GIVEN TEXT:
○ ○ ○ ○ ○ ○ ○

Last month, the Smithsonian Institution’s National Museum of African American History and Culture (NMAAHC) launched “Voices Of Resistance And Hope,” a web portal where members of Black communities can share their experiences of life during the coronavirus pandemic and the Black Lives Matter movement.
As Travel + Leisure reports, those experiences can be in just about any format you want. First-hand accounts, personal stories, essays, poems, and observations are all mentioned on the portal as possible submissions, but you’re not confined to the written word; image and video files are accepted, too, so you can also send in photos or footage taken during protests, for example, or even original music and digital artwork inspired by this moment in America's history. Your content must have a title and a category designation—COVID-19, quarantine, self-reflection, or social unrest—but you’re allowed to enter your name as “Anonymous” and decide whether the museum can contact you about your submission.

○ ○ ○ ○ ○ ○ ○

RECORDED INFORMATION:
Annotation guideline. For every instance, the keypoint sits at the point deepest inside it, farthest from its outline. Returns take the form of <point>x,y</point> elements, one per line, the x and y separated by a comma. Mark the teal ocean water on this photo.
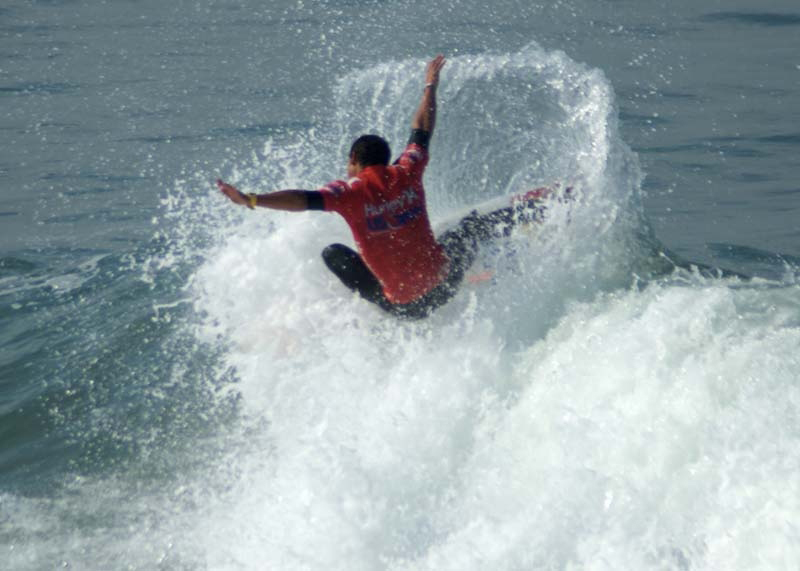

○ ○ ○ ○ ○ ○ ○

AIM OF THE EXERCISE:
Could you restate the text on the NMAAHC portal from "Last month, the" up to and including "Lives Matter movement.", swapping "web portal" for "website"?

RESPONSE BELOW:
Last month, the Smithsonian Institution’s National Museum of African American History and Culture (NMAAHC) launched “Voices Of Resistance And Hope,” a website where members of Black communities can share their experiences of life during the coronavirus pandemic and the Black Lives Matter movement.